THE DATA:
------
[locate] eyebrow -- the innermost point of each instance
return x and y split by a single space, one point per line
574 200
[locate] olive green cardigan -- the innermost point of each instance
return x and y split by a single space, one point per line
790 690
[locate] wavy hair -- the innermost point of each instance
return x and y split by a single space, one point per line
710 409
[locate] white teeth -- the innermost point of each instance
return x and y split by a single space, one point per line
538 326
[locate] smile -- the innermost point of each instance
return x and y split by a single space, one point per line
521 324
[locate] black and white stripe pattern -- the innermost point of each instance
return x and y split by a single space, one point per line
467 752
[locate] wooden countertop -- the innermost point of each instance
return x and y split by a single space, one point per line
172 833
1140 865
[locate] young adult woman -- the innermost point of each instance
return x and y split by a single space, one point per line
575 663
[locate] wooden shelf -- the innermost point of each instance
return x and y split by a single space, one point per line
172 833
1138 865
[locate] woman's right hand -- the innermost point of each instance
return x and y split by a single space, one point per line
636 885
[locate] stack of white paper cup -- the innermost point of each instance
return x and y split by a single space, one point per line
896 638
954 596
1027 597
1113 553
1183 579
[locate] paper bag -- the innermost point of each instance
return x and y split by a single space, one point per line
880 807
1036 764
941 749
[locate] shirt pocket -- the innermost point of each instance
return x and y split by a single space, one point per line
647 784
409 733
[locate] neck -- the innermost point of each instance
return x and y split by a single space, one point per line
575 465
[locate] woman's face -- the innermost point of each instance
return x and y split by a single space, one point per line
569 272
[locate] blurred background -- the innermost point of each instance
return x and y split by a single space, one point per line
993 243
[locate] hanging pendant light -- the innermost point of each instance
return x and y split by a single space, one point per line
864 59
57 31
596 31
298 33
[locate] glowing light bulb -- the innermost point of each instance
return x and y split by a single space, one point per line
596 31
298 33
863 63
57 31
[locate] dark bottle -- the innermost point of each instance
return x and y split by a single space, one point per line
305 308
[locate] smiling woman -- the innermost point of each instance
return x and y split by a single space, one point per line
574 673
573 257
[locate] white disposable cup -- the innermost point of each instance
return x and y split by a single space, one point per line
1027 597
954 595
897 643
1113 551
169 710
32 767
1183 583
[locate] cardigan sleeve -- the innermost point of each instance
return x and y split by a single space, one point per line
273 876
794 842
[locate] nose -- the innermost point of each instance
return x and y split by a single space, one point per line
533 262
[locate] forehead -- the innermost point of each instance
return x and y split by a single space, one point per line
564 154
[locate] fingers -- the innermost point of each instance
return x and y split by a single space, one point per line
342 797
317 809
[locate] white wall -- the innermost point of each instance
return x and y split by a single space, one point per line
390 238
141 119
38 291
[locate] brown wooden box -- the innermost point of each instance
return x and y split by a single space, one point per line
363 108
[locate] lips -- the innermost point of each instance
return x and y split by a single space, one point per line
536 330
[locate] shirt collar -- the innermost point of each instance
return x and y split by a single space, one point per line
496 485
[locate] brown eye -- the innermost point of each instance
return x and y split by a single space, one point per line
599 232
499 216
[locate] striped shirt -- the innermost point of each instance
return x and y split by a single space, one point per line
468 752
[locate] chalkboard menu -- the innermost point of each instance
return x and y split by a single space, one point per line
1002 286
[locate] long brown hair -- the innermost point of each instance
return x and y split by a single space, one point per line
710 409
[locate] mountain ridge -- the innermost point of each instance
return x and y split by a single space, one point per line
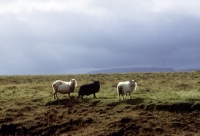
------
TASK DIRECTIONS: Each record must appear again exactly as written above, without its pictures.

RESPONSE TO THE TASK:
[locate] eyebrow -- the innermost point of each instance
return x and y split by a single space, one point per line
574 200
[locate] olive green cardigan -- the innermost point of each instance
return x and y split by a single space, one point per line
790 690
[locate] wavy hair -- the innermost point of each instance
return x and y split by a single space, one point per line
710 409
[locate] white teeth -- the innermost point of each instance
return x and y split by a single space, one point per line
538 326
[locate] smile -- the innermost point of each instance
return x and y split by a single space, one point per line
521 324
[locate] black and white stripe pattern -- the innermost point of each instance
return x and y split by a single space, one point per line
467 752
[locate] wooden countertop -- the innermost point of each instance
return x and y split by a single space, one point per line
172 833
1140 865
[locate] young adult woman -- the innermost point of each instance
return x and y split by a single space, one point per line
575 663
[locate] wooden shelf -- the innermost point of each instance
return x and y split by a single space, one point per line
172 833
1138 865
[locate] woman's right hand -- the innermost point of each instance
return x and y split by a single space, one point per line
636 885
[locate] stack of white paper cup -- the innermost point of each instance
return x and y split by a single space, one point per line
896 638
954 596
1027 597
1113 553
1183 579
[locate] paper bag -- the innermost point of each instance
return x and y split by a single space, one point per line
880 807
1036 764
941 749
[locate] shirt pocket -- the innermost point of each instance
return x and y split by a single space, one point per line
647 784
409 733
[locate] neck -- the innermost point of each instance
return x and y split by a single space, one point per line
575 465
[locate] woman's face -- the innermost point of each instance
return x and y split by a single space, one point per line
569 272
[locate] blurred background -- the innermost point of each instance
return x and y split by a single space, one point per line
993 243
[locate] hanging pendant light -- the innermost point of each instance
return x and y split by a single space, one point per line
864 59
57 31
596 31
298 33
[locate] glowing light bulb -- the innermost point of each instance
return x and y split by a single space, one point per line
596 31
298 33
863 63
57 31
[locate] dark bottle -- the innermost point of each instance
return x and y split by a single space, one point per line
305 308
[locate] smiling woman -- the innermost point of each instance
return x and y split by a single space, one point per line
574 673
573 257
[locate] white disposable cup -- the innermost point of each instance
return x and y split by a single space, one point per line
1027 597
954 595
897 643
1113 551
169 710
32 767
1183 583
[locate] cardigan sleeve -- the innermost point of each instance
return x and y split by a single space, one point per line
273 876
794 842
[locate] nose -- the innermost point of each instance
return x and y split by a single space, one point per line
533 262
[locate] forehead -- the innermost point of each instance
return x and y split by a single space, one point per line
564 154
[locate] fingers -- the innermost point of each instance
return x and y split by a single space, one point per line
342 797
317 809
[locate] white wall -- the innermost point of each instance
return x and y split by a single space, one point per line
390 238
141 119
38 291
[locate] brown wooden box -- the innermost point of each instance
return x and y split by a single space, one point per line
363 108
[locate] lips -- the innermost point of each instance
return x and y split by a single space, one point per line
536 330
[locate] shirt collar -- the innermost point of each instance
return x and y split by a single space, one point per line
496 485
[locate] brown eye -- the innermost point of each instance
return x and y split by a single space, one point per line
599 232
499 216
[locate] striped shirt -- the innermost point of each instance
return x and y split by a single space, one point per line
468 752
[locate] chalkboard menu -- the innermost point of each instance
return x and y split by a single space, one point per line
1002 286
[locate] long brown hair -- the innermost point of each instance
return x and y split by a single space, one point per line
710 409
[locate] mountain ridge -- the innermost point of each instance
return x and y split by a single space, one point per line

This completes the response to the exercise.